# Vorgegebener Text
* * * *

Die junge Nachbarin von Albert Einstein unterhielt sich auf einer Party mit ihm. Die Frau fragte ihn: «Was genau machen sie beruflich?» Einstein sah sie an und sagte: «Ich widme mich dem Studium der Physik.» Sie antwortete geschockt: «Sie studieren Physik in Ihrem Alter? Ich habe mein Studium vor einem Jahr abgeschlossen!»

Identifizieren wir uns im Leben mit Jesus eher mit Einstein oder mit der Nachbarin? Unsere Berufung ist es, geistlich zu wachsen. Im Glauben wachsen ist gleichbedeutend mit «heimischer werden im Hause Gottes».

Selbst eine Stangenbohne trägt in sich, grösser zu werden und Früchte zu bringen. Das Wachstum geschieht automatisch. Der Gärtner braucht lediglich die Bedingungen dafür zu schaffen: Wasser giessen, jäten, Stange einschlagen, etc. Da gibt es viele Parallelen zu einem Leben mit Jesus.

* * * *

# Aufgaben
1 – Wann hat die Nachbarin laut dem Text über Einstein und die Nachbarin ihr Studium abgeschlossen?
2 – Wiederhole aus dem Text über Einstein und die Nachbarin wortgetreu den Abschnitt, der bei „Selbst eine Stangenbohne“ anfängt und bei „Leben mit Jesus.“ aufhört.
3 – Knüpf an das Ende vom Text über Einstein und die Nachbarin an und schreib ihn nach seinem letzten Satz weiter.

# Inhalt der Daten
* * * *

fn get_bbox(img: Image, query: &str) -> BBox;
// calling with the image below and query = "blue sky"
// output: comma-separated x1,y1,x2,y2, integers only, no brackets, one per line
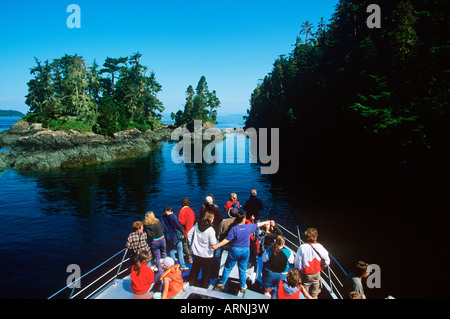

* * * *

# Antworten
1 – Vor einem Jahr.

2 –
Selbst eine Stangenbohne trägt in sich, grösser zu werden und Früchte zu bringen. Das Wachstum geschieht automatisch. Der Gärtner braucht lediglich die Bedingungen dafür zu schaffen: Wasser giessen, jäten, Stange einschlagen, etc. Da gibt es viele Parallelen zu einem Leben mit Jesus.

3 –
Jesus entdecken

In dieser Phase beginnt ein Mensch, sich für den Glauben an Jesus Christus zu interessieren. Solche Leute glauben an Gott, sind aber noch unsicher mit der Rolle von Jesus Christus. Um mehr darüber zu erfahren, besuchen sie regelmässig den Gottesdienst. Manche schnuppern schon mal in einer Kleingruppe. Allerdings wird Gott noch nicht in den Alltag einbezogen und die Bibel scheint für das eigene Leben unbedeutend zu sein. «Jesus-Entdecker» suchen die Führung Gottes nur in Zeiten der Not.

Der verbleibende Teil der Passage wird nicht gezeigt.